WHAT YOU WILL DO - Look through the data below and, wherever a line carries the word "calm", please copy that line.

Point localization data -
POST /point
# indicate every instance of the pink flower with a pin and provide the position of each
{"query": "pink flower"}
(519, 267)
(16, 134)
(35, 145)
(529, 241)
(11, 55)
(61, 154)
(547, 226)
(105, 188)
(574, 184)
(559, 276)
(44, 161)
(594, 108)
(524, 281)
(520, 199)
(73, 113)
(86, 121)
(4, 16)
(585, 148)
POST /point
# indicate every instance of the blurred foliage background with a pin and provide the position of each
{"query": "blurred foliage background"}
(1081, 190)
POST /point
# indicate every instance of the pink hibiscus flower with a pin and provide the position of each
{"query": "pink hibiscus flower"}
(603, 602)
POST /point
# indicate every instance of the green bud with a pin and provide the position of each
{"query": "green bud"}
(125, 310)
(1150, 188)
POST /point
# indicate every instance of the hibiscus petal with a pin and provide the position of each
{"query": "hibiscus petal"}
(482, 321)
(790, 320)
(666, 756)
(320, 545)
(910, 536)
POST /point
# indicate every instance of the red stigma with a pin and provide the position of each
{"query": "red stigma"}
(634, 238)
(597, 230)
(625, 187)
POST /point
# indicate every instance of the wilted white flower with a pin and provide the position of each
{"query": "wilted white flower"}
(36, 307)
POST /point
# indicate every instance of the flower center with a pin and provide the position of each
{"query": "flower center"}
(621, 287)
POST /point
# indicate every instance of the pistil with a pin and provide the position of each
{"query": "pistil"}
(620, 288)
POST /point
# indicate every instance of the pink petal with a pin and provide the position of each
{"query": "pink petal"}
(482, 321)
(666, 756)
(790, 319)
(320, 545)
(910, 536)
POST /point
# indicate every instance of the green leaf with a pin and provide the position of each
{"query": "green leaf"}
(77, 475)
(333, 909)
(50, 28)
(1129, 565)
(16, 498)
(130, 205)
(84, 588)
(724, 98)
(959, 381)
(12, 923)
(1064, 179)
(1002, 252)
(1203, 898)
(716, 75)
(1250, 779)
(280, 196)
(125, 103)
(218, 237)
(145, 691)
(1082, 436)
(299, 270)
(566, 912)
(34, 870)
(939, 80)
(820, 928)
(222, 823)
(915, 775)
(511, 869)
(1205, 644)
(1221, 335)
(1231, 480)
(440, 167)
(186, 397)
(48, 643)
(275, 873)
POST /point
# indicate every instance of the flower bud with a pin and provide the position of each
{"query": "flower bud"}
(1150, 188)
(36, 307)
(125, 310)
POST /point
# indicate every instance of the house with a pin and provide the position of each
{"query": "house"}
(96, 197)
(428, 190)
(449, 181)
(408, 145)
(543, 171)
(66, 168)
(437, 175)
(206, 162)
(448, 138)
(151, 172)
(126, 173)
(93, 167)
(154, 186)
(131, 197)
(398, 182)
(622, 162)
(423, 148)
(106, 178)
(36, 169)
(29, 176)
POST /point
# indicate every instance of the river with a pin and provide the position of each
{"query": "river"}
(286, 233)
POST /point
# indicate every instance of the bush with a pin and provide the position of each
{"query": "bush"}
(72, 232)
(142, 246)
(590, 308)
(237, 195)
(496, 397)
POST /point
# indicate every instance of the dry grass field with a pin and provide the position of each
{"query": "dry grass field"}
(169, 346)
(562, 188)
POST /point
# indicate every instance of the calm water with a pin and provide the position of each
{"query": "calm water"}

TASK SOLUTION -
# indicate every instance of the calm water with a pin and provide the position of each
{"query": "calm water"}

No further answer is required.